ЧТО СДЕЛАТЬ:
A - Перепишите дословно часть воспоминаний об Аверченко, начиная с "Поразительно терпение и" и далее до "ведь не пьет!".
B - Ответьте по воспоминаниям об Аверченко на вопросы:
(i) Что хотел разбить Князев в столовой у Аверченко?
(ii) В какой газете работал Князев?
(iii) Во что был одет Князев на похоронах Блока?
C - Напишите продолжение воспоминаний об Аверченко, начав сразу после последнего приведенного предложения.

ФРАГМЕНТ ТЕКСТА:
= = = = =
Поразительно терпение и подлинное добродушие, с какими относился к нему Аверченко.
Князев обзывал его в глаза буржуем, ругался, требовал денег. Как-то я зашел по делу к Аверченко и застал его в столовой несколько растерянным и смеющимся.
Аверченко рассказал мне, что за несколько минут до моего прихода здесь был Князев и до того разошелся, что хотел разбить большую дорогую вазу, которая стояла на столе, наполненная фруктами. Надя его с трудом успокоила.
— Я угостил его, — сказал Аверченко, — честь честью, а он… чорт его знает… Ну и публичка! — добродушно пожал он плечом.
— Это уж слишком, — сказал я. — С чего он это?
Аверченко опять пожал плечом.
— Чорт их знает, — сказал Аверченко, — мелкая богема, а ведь интересно — он ведь не пьет!
Мне как-то при встрече — ни с того ни с сего, как говорится, без «здравствуйте» Князев сказал, что если он не буйствует и не подерется с кем-нибудь, то не может писать… И улыбнулся всем узким своим лицом и странным кривым ртом с выбитыми зубами…
Писал он резво, претендовал на знание русского народного языка, был зол, ядовит. Беспощадно налетал на группу правых поэтов и писателей, решившихся печататься за крупный гонорар в журнале «Лукоморье» — еженедельнике, издававшемся при «Новом Времени» и имевшем явную тенденцию культивировать шовинистически-патриотическую литературу.
Прикидывался он очень левым, выдавал себя чуть ли не за пролетария, но ничего путного из него не получилось.
Видным «сатириконцем» он не стал — его сатира все же не сильна. Это был дезорганизованный человек, и творчество его было хаотическое. Он был стихийным анархистом-забиякой, и таковым оставался, по-видимому, и в годы революции.
Он работал в «Красной газете», и на этой работе успеха не имел.
Когда хоронили Блока — я видел его сухощавую фигурку впереди траурной процессии. Он был «весь в коже» — кожаная тужурка, кожаные брюки, кожаная фуражка (летом, в жаркий день…). В таком виде он возглавлял похоронную процессию — важно поворачивая во все стороны свое узкое лицо с тем же кривым беззубым ртом…
Затем я видел его лет шесть назад в Ленинграде совершенно состарившимся. Где он сейчас, мне неизвестно. В печати его работ нет.
Аверченко умел просто и благожелательно относиться к самым различным людям, не обращая внимания на неприятные выходки по отношению к нему с их стороны.
В этом отношении характерен, как сотрудник «Нового Сатирикона», не один только Князев.
Причем важно отметить, что положение «Нового Сатирикона» и его редактора, знаменитого писателя, было не таково, чтобы журнал зависел в какой-нибудь мере от тех или иных сотрудников, как бы они ни были желательны для журнала.
= = = = =
(Записи с указанием именованных объектов)
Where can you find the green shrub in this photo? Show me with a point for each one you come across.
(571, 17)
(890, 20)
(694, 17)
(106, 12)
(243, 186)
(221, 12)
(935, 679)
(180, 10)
= = = = =
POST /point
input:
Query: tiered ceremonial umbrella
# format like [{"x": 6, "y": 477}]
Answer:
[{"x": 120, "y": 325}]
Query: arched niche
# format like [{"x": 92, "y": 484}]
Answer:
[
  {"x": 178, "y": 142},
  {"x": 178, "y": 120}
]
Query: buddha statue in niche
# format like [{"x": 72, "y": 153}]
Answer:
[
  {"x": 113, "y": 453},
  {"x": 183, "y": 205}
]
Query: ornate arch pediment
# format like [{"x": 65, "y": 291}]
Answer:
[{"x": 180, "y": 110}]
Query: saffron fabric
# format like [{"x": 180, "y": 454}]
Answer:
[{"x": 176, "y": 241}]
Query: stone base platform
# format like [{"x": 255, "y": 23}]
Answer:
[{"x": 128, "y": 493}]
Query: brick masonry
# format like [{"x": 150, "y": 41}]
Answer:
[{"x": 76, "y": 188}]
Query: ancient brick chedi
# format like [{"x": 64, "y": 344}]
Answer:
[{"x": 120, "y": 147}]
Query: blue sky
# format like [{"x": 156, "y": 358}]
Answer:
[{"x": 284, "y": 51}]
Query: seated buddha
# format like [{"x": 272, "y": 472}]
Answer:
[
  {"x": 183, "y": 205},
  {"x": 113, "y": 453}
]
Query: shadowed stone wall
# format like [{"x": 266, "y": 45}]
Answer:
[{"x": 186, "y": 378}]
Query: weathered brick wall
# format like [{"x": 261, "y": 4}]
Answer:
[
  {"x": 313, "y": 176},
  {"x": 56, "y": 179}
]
= = = = =
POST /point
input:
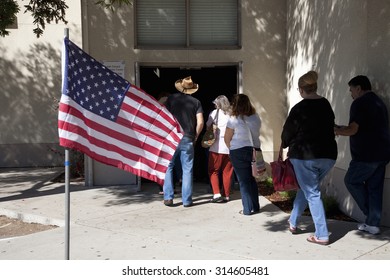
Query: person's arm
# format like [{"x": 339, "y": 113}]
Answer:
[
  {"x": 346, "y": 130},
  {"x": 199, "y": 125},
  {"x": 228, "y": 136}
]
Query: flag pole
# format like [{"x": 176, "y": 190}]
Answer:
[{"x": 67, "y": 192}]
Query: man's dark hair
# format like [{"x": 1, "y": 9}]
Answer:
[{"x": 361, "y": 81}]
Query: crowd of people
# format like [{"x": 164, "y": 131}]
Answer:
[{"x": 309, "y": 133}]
= = = = =
ОТВЕТЫ ПО ПОРЯДКУ:
A -
Поразительно терпение и подлинное добродушие, с какими относился к нему Аверченко.
Князев обзывал его в глаза буржуем, ругался, требовал денег. Как-то я зашел по делу к Аверченко и застал его в столовой несколько растерянным и смеющимся.
Аверченко рассказал мне, что за несколько минут до моего прихода здесь был Князев и до того разошелся, что хотел разбить большую дорогую вазу, которая стояла на столе, наполненная фруктами. Надя его с трудом успокоила.
— Я угостил его, — сказал Аверченко, — честь честью, а он… чорт его знает… Ну и публичка! — добродушно пожал он плечом.
— Это уж слишком, — сказал я. — С чего он это?
Аверченко опять пожал плечом.
— Чорт их знает, — сказал Аверченко, — мелкая богема, а ведь интересно — он ведь не пьет!

B -
(i) Большую дорогую вазу с фруктами, стоявшую на столе.
(ii) В «Красной газете».
(iii) Он был «весь в коже»: кожаная тужурка, кожаные брюки и кожаная фуражка.

C -
Трудно даже представить себе, что в те времена должен был вытерпеть заурядный издатель, чтобы заполучить знаменитого и, следовательно, выгодного для тиража писателя. Что, например, приходилось переживать Корецкому, издателю журнала «Пробуждение», пока А. И. Куприн или другой известный писатель давал ему рассказ. Тут играли роль не только денежные авансы. Сколько нужно было — помимо этого — ухаживать за знаменитостью, удовлетворять его прихоти, таскаться с ним по ресторанам, пока знаменитость не давала, наконец, своего произведения.
Аверченко никогда не приходилось этого испытывать. Самым знаменитым и желанным автором в «Новом Сатириконе» являлся он сам, заискивать перед сотрудниками ему было совершенно незачем, и поэтому было удивительно, что он так терпеливо относится к причудам и странностям молодых и неизвестных авторов.
А Аверченко очень охотно печатал именно молодых, нисколько не страшась их принадлежности к богеме.
Какие разговоры и слухи ходили, например, о В. Маяковском, приехавшем из Москвы, где он разгуливал в своем знаменитом розовом фраке и в еще более знаменитой желтой кофте.
Аверченко смело начал печатать Маяковского в «Новом Сатириконе» и охотно печатал его.
Но прежде чем написать о Маяковском — несколько слов о Валентине Горянском — втором после Князева мучителе Аверченко.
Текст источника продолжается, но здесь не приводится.